-- Opening Marker --

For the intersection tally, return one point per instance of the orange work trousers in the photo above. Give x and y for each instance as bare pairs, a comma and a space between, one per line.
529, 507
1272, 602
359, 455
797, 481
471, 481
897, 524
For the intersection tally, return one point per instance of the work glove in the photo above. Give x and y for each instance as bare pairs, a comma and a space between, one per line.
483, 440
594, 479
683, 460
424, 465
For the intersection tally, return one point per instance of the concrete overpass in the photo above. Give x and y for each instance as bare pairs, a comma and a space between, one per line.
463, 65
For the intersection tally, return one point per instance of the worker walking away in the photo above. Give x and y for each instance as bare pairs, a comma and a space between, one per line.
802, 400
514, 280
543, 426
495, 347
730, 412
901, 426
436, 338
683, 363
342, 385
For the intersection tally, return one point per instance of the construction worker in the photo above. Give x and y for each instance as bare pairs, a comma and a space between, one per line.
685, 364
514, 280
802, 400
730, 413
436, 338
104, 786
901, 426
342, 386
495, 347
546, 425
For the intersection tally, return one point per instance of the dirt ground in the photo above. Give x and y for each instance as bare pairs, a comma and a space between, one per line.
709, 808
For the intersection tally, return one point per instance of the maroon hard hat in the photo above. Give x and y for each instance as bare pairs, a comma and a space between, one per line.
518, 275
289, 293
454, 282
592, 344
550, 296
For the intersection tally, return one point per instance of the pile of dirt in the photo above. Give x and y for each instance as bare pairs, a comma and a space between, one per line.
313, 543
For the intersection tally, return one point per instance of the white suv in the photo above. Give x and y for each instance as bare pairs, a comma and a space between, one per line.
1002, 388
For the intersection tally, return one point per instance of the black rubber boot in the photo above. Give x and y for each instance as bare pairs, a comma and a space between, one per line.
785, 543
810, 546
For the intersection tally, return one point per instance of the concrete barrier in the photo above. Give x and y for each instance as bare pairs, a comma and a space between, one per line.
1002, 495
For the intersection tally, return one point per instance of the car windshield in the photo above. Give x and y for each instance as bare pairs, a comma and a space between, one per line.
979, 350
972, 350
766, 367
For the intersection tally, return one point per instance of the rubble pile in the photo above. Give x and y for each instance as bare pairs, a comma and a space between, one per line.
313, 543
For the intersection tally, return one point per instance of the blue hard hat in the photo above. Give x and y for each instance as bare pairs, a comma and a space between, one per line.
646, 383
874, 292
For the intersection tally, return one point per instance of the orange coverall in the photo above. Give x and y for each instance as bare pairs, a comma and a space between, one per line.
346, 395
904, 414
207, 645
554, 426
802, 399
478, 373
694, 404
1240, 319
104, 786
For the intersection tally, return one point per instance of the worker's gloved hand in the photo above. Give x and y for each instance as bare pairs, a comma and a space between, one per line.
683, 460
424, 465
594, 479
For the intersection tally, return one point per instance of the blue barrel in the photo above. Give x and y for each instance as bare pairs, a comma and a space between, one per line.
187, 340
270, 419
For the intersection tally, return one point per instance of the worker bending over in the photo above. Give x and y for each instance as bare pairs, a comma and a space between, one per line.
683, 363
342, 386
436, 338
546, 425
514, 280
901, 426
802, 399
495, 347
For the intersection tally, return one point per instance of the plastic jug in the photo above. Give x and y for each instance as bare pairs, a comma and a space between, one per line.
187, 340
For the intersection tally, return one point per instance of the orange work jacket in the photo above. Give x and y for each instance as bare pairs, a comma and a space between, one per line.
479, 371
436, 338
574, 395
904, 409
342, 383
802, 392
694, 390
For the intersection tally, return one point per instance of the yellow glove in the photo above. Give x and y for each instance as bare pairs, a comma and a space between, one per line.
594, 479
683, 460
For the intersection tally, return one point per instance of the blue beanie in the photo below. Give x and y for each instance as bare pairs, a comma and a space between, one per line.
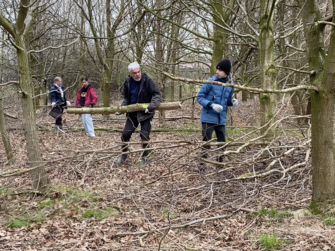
225, 66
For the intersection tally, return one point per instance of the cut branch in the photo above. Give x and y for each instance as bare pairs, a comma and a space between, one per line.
243, 88
122, 109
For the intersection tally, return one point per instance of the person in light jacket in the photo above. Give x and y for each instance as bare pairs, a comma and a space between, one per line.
215, 100
87, 97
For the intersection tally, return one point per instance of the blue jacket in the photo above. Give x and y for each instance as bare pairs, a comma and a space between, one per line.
210, 93
55, 96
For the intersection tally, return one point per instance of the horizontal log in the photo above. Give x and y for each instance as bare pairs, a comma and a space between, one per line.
122, 109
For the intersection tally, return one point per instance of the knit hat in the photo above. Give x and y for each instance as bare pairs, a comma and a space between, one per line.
224, 65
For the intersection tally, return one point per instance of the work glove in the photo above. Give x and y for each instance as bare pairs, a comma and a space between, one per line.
235, 102
217, 108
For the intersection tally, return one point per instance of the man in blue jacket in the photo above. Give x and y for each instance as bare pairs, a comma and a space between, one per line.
215, 100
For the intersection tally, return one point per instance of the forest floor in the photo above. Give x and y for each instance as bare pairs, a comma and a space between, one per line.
257, 199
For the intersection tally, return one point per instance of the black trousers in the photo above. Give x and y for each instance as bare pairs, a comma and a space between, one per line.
59, 119
208, 129
132, 123
207, 134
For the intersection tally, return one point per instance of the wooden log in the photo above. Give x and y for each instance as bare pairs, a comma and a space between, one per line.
122, 109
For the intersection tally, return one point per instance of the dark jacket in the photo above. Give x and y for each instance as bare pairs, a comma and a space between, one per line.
148, 93
216, 94
56, 97
91, 97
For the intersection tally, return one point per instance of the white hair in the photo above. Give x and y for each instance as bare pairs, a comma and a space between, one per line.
57, 79
133, 66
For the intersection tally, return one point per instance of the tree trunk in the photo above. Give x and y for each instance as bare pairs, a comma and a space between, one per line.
323, 108
38, 175
267, 67
220, 17
3, 130
4, 134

-- Closing Marker --

ASSIGNMENT = Print the whole listing above exactly, and keep every picture out of the copy.

SOLUTION =
For the intersection tally, return one point per instance of the orange work trousers in the photo above. Give x and y for each instance as bare pairs, a comma and a space between, one per line.
529, 507
1272, 602
359, 455
797, 481
471, 481
897, 524
For the intersection tally, return one point per instance of the work glove in the photo above. Give x and y for each instance as bare pairs, a comma and a space between, one per line.
483, 440
594, 479
683, 460
424, 465
For the intersection tally, return one point per instance of the concrete overpass in the photo above. Give x and y for each instance as bare pairs, a comma and a space between, one per line.
463, 65
For the intersection tally, return one point per instance of the worker walking away in the photo above. Give x and y for each instance as bare pairs, a comma and a space between, one per line.
802, 400
514, 280
543, 426
495, 347
730, 412
901, 426
436, 338
683, 363
342, 385
For the intersection tally, return one point per instance of the construction worker in the photo above. Give x and y for each instance as bare pairs, a comma and a space between, one per line.
685, 364
514, 280
802, 400
730, 413
436, 338
104, 786
901, 426
342, 386
495, 347
546, 425
For the intersection tally, return one point per instance of the dirt ground in the photo above. Give x and y for each instance as bare pairs, a comma and a space between, one per line.
709, 808
For the intersection tally, return one point per instance of the maroon hard hat in the photo above. Give x and y for each instance as bare pairs, a comma and a space between, one per line.
518, 275
289, 293
454, 282
592, 344
550, 296
For the intersection tally, return one point per instance of the pile of dirt in the photo above. Give x and y for each instance as bare pairs, a comma and a space between, one per line.
313, 543
For the intersection tally, return one point per instance of the white suv in the photo above. Give x and y for each instance as bare pairs, a comma and a space between, one per line.
1002, 388
For the intersection tally, return one point per instance of the black rubber boot in the photo above. Give x and y for each instance as bare pairs, a comma and a space between, one per line.
785, 543
810, 546
For the intersection tally, return one point per instance of the concrete barrier in the photo above. Give x and y for each instance as bare pairs, a comma and a space between, one per line.
1002, 495
For the intersection tally, return one point per instance of the car windshield in the photo above. Give x and y for each instance as bare pairs, a comma and a space between, one per line.
979, 350
972, 350
766, 367
For the intersection tally, return one point per instance of the rubble pile in the photo above. Give x and y for each instance as bare pairs, a comma and a space between, one per line.
313, 543
For the intersection tally, return one point per instance of the blue hard hat in the photo above. Give x and y for each instance as bare pairs, a comma and a space between, one per line.
646, 383
874, 292
For the intersection tally, return one point per instance of the orange coverall in the photo above. Give x and y for each instance as bare pairs, a comma and a space between, one per line.
346, 395
904, 414
207, 645
554, 426
802, 399
478, 373
694, 404
1240, 319
104, 786
For the intersection tally, return one point per instance of the worker's gloved hand in the photo above. Give x and y for each instance as bare pairs, a comma and a space between, one per line.
683, 460
424, 465
594, 479
For the intersection tally, return one point per instance of the blue barrel in the photo above. Give x and y for each instance as bare pairs, a comma and a space between, one per line.
187, 340
270, 419
For the intersection tally, return one point per instance of the worker bending over in the photo above. Give x and y for each instance as bare pairs, a comma and a space between, one per line.
683, 363
342, 386
436, 338
546, 425
514, 280
901, 426
802, 399
495, 347
For the intersection tally, return one point per instance of the plastic jug in the photo above. Give x and y for each instance as bare pairs, a comma and a space between, one per line.
187, 340
For the intersection tally, return one point per instance of the orange work jacket in the photo above. Give x and y for each instance as bare pairs, a comma and a space between, one per line.
479, 371
436, 338
574, 395
904, 409
342, 383
802, 392
694, 390
For the intersection tally, return one point per instance of the yellow glove in the photo above. Give x and y for each instance as bare pairs, a comma and a space between, one per line.
594, 479
683, 460
For the intersection tally, return one point per instance of the blue beanie in the photo below. Give x and y for each instance as bare pairs, a comma and a space between, one per line.
225, 66
For the intersection tally, return one point per instance of the cut branch in the photo above. Give x and y for each instance as bare pairs, a comma and a space between, one per line.
243, 88
122, 109
For the intersection tally, return one point per instance of the person in light jacket in the photo above. Give x and y for each instance as bare pairs, a comma and a space between, one per line.
215, 100
87, 97
For the intersection tally, return one point per instance of the blue jacket in the photo above. Give x and y for each instance as bare pairs, a comma and a space between, one per line.
210, 93
55, 96
For the intersection tally, return one point per instance of the horizontal log in the photo above. Give x and y for each instance as bare pairs, a comma and a space between, one per line.
122, 109
For the intersection tally, return one point per instance of the knit hat in the photo above. Give x and y for each instance as bare pairs, a comma and a space between, one per line.
224, 65
For the intersection tally, return one point per instance of the work glove in the photo above. Give x and y for each instance as bare pairs, a comma and a space between, one per line.
235, 102
217, 108
For the intersection tally, return one point per instance of the man in blue jacket in the photo above. Give x and y for each instance as bare pairs, a comma and a space between, one per line.
215, 100
For the intersection tally, return one point per instance of the forest floor in the photo above. Give x and y for each instance as bare pairs, a comma and a space between, one per line.
257, 199
For the intersection tally, return one point per instance of the black trousers in the photo above. Give x and y for each instance as bare pairs, a comma and a space between, one per line.
59, 119
208, 129
132, 123
207, 134
For the intersection tally, return one point per instance of the wooden log in the photo above. Give x and y for each instance as bare pairs, a comma and a space between, one per line.
122, 109
For the intersection tally, return one point per instance of the dark jacket in the photo above. Give x and y for each instance as bare pairs, a comma and a space between, one per line.
148, 93
216, 94
56, 97
91, 97
For the intersection tally, return one point per instance of the white hair in the photo above. Give x and y for each instance as bare pairs, a comma and a space between, one per line.
57, 79
133, 66
For the intersection tally, return one point per instance of the tree trunk in the photo above. Give x and y for each instance as bare pairs, a comma and a space between, one per line.
323, 108
38, 175
267, 67
220, 17
3, 130
4, 134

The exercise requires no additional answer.